İKİ hafta önceki 1 Mayıs gösterilerine diğer bilumum “ulusalcı” taife gibi “Atatürkçü Düşünce Dernekleri” de (ADD) katıldı.
Bu ne samimiyetsizliktir! Bu ne şaklabanlıktır! Bu ne şarlatanlıktır!
Yukarıdaki flört kendisine “Atatürkçü”(!) diyenler açısından aynı Atatürk’e ihanet, “Marksist”(!) veya “marksizan” geçinenler açısından ise dehşet bir pespayeliktir.
ÖYLE, çünkü her şeyden önce ne “Atatürkçü düşünce” vardır, ne de “Kemalizm” diye bir ideoloji mevcuttur. İkisi de Atatürk’e ve Kemal’e rağmen sonradan uydurulmuştur. Pragmatizmi seçmiş Cumhuriyet kurucusunu illâ tanımlamak istiyorsak onu, Doğu -İslam toplumlarındaki “modernist - batıcı” atılımın öncüsü olarak sıfatlandırmamız gerekir. Kaldı ki, pek unutkan o “Atatürkçüler”(!) hem “Ebedi Şef - Milli Şef” devirlerinde; hem de tahakkümün sürdüğü çok uzun yıllar boyunca, zaten ta 1924’de yasaklanmış 1 Mayıs’ ın ancak 1970’lerin ikinci yarısından itibaren kutlanabildiğini hiç mi hiç hatırlamamaktadır? Ve her halükarda, bir “proleter günü” olan o 1 Mayıs’la, “sınıfsız kaynaşmış bir kitleyiz” diyen ve anti-komünizmi göz çıkartan Cumhuriyet geleneği arasında asla bağ yoktur. Pekiii, bu takdirde, şimdi neden sahte “Atatürkçüler”le kalpazan Marksistler arasında bir kutsal ittifak mevcuttur ve bunların bileşkesinden “ulusalcı” hilkat garibesi doğmaktadır?

Nesne işaretleme üzerine veri kümesi alıntıları
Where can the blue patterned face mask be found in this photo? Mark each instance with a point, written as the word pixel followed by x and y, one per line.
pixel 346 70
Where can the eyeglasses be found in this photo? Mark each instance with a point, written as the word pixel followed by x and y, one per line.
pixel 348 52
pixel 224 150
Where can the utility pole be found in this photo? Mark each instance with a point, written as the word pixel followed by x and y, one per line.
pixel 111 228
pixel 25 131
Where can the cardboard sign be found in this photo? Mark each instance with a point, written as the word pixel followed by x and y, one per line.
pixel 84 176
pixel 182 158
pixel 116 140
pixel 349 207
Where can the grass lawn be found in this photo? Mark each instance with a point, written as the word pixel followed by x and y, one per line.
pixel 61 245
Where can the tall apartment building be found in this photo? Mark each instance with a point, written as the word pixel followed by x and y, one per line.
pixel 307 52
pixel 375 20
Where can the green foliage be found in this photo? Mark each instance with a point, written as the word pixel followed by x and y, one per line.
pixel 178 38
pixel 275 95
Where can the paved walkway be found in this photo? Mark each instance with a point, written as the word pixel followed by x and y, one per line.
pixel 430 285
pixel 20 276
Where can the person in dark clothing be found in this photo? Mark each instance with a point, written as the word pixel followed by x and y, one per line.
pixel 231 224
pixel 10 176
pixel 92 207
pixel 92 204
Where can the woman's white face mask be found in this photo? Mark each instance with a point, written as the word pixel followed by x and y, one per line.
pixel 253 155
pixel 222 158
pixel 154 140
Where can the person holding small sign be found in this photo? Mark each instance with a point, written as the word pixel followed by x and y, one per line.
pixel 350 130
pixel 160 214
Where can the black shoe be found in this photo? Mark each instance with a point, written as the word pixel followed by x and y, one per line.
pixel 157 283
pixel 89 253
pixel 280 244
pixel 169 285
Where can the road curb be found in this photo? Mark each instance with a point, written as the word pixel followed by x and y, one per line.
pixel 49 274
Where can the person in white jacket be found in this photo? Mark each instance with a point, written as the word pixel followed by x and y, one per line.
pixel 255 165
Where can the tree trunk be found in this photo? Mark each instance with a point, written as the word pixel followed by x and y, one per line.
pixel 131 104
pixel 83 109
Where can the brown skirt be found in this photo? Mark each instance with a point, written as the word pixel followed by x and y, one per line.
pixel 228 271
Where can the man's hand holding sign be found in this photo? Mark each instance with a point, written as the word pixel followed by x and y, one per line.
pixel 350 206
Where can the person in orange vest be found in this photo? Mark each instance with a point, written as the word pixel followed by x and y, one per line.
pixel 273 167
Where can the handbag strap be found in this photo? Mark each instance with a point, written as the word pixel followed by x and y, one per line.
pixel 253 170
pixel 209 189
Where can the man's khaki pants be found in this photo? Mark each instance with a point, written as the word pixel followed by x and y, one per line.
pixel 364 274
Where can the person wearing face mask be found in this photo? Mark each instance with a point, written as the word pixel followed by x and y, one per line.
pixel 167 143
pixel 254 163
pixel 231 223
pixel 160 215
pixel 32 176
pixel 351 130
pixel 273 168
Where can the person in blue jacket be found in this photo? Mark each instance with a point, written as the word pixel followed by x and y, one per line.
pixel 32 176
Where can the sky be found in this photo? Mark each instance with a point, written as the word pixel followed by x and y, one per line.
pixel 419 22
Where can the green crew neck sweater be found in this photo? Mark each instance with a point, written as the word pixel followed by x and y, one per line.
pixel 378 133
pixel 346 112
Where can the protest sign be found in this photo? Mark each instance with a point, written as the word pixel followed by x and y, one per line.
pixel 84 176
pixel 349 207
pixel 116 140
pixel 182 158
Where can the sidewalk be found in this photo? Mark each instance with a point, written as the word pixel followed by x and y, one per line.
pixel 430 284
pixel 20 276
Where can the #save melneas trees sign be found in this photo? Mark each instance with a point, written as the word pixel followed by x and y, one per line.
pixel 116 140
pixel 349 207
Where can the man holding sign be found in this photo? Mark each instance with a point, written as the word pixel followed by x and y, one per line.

# İstenenler
A. 1 Mayıs yazısında ünlem işaretiyle biten cümleleri lütfen sırasıyla yazın.
B. Listenin ilk satırından başlayıp "pixel 224 150" geçen satıra kadar (bu satır da dahil) uzanan satırları hiç değiştirmeden çıkarın.

# Yanıtlar
A.
Bu ne samimiyetsizliktir!
Bu ne şaklabanlıktır!
Bu ne şarlatanlıktır!

B.
Where can the blue patterned face mask be found in this photo? Mark each instance with a point, written as the word pixel followed by x and y, one per line.
pixel 346 70
Where can the eyeglasses be found in this photo? Mark each instance with a point, written as the word pixel followed by x and y, one per line.
pixel 348 52
pixel 224 150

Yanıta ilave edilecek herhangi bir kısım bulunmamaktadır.